_Extrait du document_
La taxe d’habitation

Revenons sur le traitement de la taxe d’habitation. Lors de l’élaboration du compte du logement, au début des années 1990, la décision de l’inclure ou non dans les prélèvements relatifs au logement a été soumise à un groupe d’experts. Bien qu’assise sur le logement, elle a finalement été exclue au motif que son montant dépendait du revenu des occupants, mais surtout parce qu’elle apparaissait dans une large mesure comme la rémunération de services, notamment l’enlèvement des ordures ménagères. L’existence d’une norme comptable internationale n’a pas été prise en compte dans la décision. En tant que compte satellite du cadre central, le compte du logement n’est en effet pas tenu de respecter ces normes.
Plus de trente ans après, les choses se présentent différemment. Depuis sa suppression pour les résidences principales, la taxe d’habitation est en effet devenue un instrument de la politique du logement : elle subsiste pour les logements vacants, dans le but d’inciter leurs propriétaires à les utiliser ou à les louer, et les résidences secondaires, pour tenter d’en limiter le nombre, notamment dans les zones touristiques. Il semble donc aujourd’hui justifié de l’inclure dans les prélèvements relatifs au logement, ce qui, selon J. Friggit, est dans les intentions du SDES.
Cette inclusion aurait des conséquences importantes sur les comparaisons intertemporelles. En effet, elle augmenterait le montant total des prélèvements sur le logement mais induirait une forte baisse à partir de sa suppression pour les résidences principales, puisque la compensation est assurée partiellement par un transfert de TVA au profit des départements, en contrepartie de la perte de leur part de taxe foncière au profit du bloc communal. Précisons, pour donner une idée de l’enjeu, que le produit de la TH était en 2021 de près de 24 milliards d’euros, soit 27% du total des prélèvements évalués par le compte du logement.

_Lignes de données_
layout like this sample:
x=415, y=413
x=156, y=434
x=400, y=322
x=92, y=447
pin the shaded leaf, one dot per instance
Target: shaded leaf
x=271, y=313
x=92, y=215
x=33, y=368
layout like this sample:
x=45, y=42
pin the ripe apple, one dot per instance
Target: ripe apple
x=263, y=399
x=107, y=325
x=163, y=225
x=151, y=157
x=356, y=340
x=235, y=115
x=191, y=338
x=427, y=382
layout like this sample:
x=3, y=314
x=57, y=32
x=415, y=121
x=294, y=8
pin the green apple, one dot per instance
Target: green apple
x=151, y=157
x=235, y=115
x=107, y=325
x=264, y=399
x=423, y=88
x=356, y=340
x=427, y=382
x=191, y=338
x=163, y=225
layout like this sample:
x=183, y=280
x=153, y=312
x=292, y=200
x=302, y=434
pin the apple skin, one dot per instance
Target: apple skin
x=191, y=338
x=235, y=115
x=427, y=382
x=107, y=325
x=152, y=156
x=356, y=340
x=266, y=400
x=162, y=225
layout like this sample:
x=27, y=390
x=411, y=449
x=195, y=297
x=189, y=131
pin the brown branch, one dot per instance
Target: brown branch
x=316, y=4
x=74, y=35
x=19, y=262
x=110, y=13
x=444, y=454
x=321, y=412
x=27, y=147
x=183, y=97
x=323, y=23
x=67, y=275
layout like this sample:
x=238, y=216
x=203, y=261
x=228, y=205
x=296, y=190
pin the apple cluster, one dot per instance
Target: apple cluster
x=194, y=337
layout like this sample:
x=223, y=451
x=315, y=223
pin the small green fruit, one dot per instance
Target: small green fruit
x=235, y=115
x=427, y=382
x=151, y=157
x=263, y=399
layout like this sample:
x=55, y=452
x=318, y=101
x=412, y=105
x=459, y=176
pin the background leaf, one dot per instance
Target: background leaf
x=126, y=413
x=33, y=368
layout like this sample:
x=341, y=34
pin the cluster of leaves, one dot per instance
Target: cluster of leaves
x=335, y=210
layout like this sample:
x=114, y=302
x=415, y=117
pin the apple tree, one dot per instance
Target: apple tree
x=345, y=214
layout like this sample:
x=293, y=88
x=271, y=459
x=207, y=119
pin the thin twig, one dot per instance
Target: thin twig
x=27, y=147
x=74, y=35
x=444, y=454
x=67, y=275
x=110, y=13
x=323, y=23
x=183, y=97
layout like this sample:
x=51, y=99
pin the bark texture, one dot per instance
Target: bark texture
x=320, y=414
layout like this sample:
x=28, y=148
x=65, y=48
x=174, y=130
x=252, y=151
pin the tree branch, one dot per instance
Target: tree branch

_Exercice court 1_
Selon l'extrait sur la taxe d'habitation, à combien s'élevait le produit de cette taxe en 2021 ?
_Exercice court 2_
Recopiez fidèlement le passage de l'extrait sur la taxe d'habitation qui va de « Cette inclusion aurait » à « compte du logement. ».
Les enregistrements constituent un matériau distinct de l'extrait.

_Résultat final 1_
Près de 24 milliards d'euros, soit 27% du total des prélèvements évalués par le compte du logement.

_Résultat final 2_
Cette inclusion aurait des conséquences importantes sur les comparaisons intertemporelles. En effet, elle augmenterait le montant total des prélèvements sur le logement mais induirait une forte baisse à partir de sa suppression pour les résidences principales, puisque la compensation est assurée partiellement par un transfert de TVA au profit des départements, en contrepartie de la perte de leur part de taxe foncière au profit du bloc communal. Précisons, pour donner une idée de l’enjeu, que le produit de la TH était en 2021 de près de 24 milliards d’euros, soit 27% du total des prélèvements évalués par le compte du logement.